ACTIVITY: For the records below, print the lines from the line with "Mark every instance of the distant" through the line with "Query: distant building" exactly as written; include both end lines and exclude the rest.

+ + + + + + +

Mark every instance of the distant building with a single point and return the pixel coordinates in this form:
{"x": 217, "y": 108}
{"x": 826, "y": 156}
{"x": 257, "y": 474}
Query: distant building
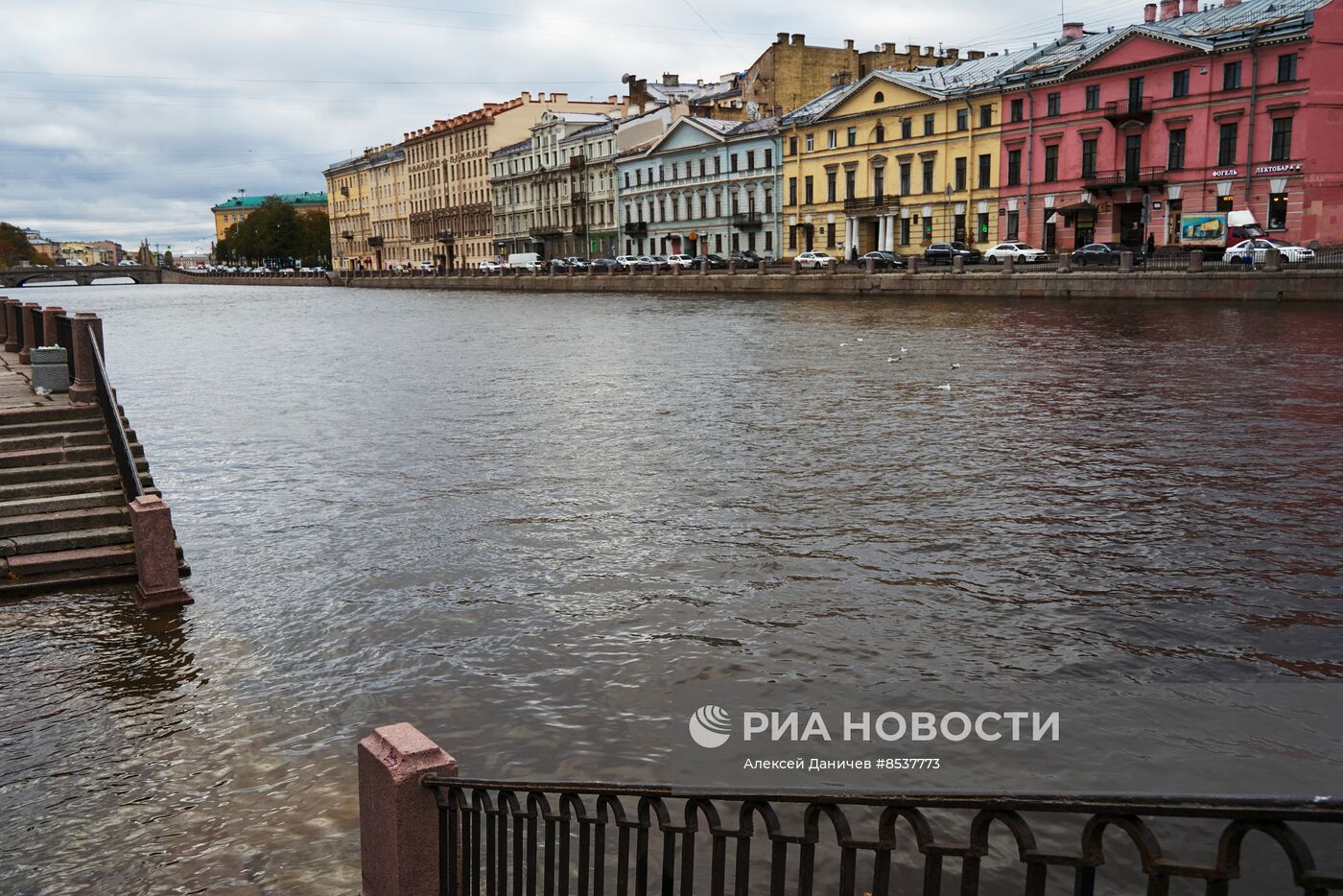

+ + + + + + +

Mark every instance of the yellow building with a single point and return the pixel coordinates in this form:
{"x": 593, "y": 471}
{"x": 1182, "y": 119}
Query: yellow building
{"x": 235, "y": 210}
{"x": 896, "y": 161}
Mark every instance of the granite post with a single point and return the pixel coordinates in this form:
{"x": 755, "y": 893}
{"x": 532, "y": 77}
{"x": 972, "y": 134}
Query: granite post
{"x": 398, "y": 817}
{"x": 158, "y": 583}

+ + + + + + +

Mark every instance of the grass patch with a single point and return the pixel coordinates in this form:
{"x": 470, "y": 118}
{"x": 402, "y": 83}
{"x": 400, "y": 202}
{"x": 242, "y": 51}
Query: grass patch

+ + + + + + +

ANSWER TO THE PROBLEM:
Mark every instance of the distant building with a single point and return the pixel coordinates in this form:
{"x": 217, "y": 108}
{"x": 826, "y": 156}
{"x": 257, "y": 474}
Query: distant building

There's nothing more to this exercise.